**Consigne A**
D'après le document source, à quelle profondeur Philippe de GUILLEBON est-il descendu le 22 juillet 1967 ?
**Consigne B**
Énumérez tout ce que l'Archimède a été chargé de rechercher selon le document source.
**Consigne C**
Expliquez, en vous appuyant sur le document source, pourquoi la Marine nationale a fait appel à l'Archimède pour retrouver la Minerve.

Le 22 juillet 1967, Philippe de GUILLEBON atteint 7 260 mètres de profondeur à bord de l’Archimède piloté par l’officier en second Gérard de FROBERVILLE. Formé par FROBERVILLE – qui sera ensuite affecté à un autre poste – Philippe de GUILLEBON est nommé officier en second du Groupe des Bathyscaphes et pilote de l’Archimède.

« Le pilotage en soi n’était pas très difficile mais il demandait du doigté et de l’expérience. Or, après quelques répétitions en surface, le pilote débutant était lâché après seulement une plongée en double. Ce n’était pas beaucoup ! »

De juin à juillet 1968, il est missionné, à bord de l’Archimède, pour rechercher une torpille d’exercice perdue dans la baie de Saint-Tropez. Au cours d’une des plongées, Philippe de GUILLEBON et Gérard CORDIER (ingénieur mécanicien pour le Groupe des Bathyscaphes) frôlent la catastrophe en percutant un câble auquel est reliée une cible sous-marine. Sous le choc, les défenses de l’Archimède sont enfoncées, mais heureusement, le câble ne reste pas accroché. Si cela était arrivé, il aurait été impossible au bathyscaphe de se dégager.

De septembre à octobre 1968 puis d’octobre à novembre 1969 et enfin en avril et mai 1970, il participe à la campagne REMINER afin de localiser l’épave du sous-marin français Minerve qui a sombré au large du Cap Sicié (près de Toulon) le 27 janvier 1968 et fait 52 morts.

La zone du naufrage est délimitée par un navire hydrographique mais la Marine Nationale a besoin de l’Archimède pour localiser précisément l’épave. Le bathyscaphe vient, en effet, d’être équipé d’un sonar Straza qui lui permet de repérer les obstacles dans un rayon de 1 000 mètres. Lors des différentes campagnes de recherche de l’épave, l’Archimède effectue 18 plongées sur zone, hélas sans succès.

À l’occasion d’une campagne REMINER, tandis que Philippe de GUILLEBON et ses coéquipiers plongent à 2 200 mètres de fond, ils aperçoivent une mine. Philippe de GUILLEBON bat en arrière. Des secondes interminables s’écoulent car l’Archimède a une grande inertie du fait de ses 200 tonnes de masse. Philippe de GUILLEBON voit alors s’approcher cette mine avec ses cornes qu’il ne faut briser à aucun prix, au risque de provoquer son explosion. Quand l’Archimède s’arrête enfin, une de ces cornes est à moins de 3 centimètres du hublot. Philippe de GUILLEBON prend une photo, pousse un grand « Ouf ! » de soulagement et continue de battre en arrière.

En mai 1969, l’Archimède est requis pour rechercher et étudier l’épave d’une Caravelle explosée en plein vol au large de Nice quelques mois plus tôt. De juin à août 1969, Philippe de GUILLEBON participe à la campagne Açores 69. Les objectifs de cette campagne sont d’observer, mesurer et prélever la faune et la flore sous-marine riche et dense vivant à proximité de l’archipel des Açores. Il effectue des plongées jusqu’à 3 400 mètres.

**Données fournies**
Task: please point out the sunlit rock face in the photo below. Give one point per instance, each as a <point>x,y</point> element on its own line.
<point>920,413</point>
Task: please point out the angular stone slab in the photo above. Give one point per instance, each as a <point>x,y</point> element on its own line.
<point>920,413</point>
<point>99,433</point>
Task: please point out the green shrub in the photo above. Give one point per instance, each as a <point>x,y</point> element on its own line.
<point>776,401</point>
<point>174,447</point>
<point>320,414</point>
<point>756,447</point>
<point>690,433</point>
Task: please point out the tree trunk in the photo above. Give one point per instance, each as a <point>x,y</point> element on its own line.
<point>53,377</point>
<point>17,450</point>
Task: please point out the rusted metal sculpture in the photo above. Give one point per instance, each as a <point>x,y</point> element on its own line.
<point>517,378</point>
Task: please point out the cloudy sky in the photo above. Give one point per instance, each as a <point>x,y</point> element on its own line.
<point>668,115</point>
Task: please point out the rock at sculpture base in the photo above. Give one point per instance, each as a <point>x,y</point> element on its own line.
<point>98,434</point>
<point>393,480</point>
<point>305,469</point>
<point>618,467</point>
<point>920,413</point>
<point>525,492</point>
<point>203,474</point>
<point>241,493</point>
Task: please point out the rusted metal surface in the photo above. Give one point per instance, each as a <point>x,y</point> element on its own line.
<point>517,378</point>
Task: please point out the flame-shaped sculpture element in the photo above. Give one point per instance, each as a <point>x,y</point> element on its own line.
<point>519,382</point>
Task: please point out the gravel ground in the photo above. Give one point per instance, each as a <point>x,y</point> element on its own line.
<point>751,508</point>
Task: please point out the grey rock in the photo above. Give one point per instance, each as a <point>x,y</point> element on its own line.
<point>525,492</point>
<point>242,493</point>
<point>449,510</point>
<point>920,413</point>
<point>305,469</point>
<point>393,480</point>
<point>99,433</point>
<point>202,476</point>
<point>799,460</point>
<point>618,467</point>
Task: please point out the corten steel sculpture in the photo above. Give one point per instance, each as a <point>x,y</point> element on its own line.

**Réponse finale A**
Il a atteint 7 260 mètres de profondeur à bord de l'Archimède.

**Réponse finale B**
- Une torpille d'exercice perdue dans la baie de Saint-Tropez
- L'épave du sous-marin français Minerve
- L'épave d'une Caravelle explosée en plein vol au large de Nice

**Réponse finale C**
Un navire hydrographique avait seulement délimité la zone du naufrage, et il fallait localiser précisément l'épave. L'Archimède venait d'être équipé d'un sonar Straza qui lui permettait de repérer les obstacles dans un rayon de 1 000 mètres.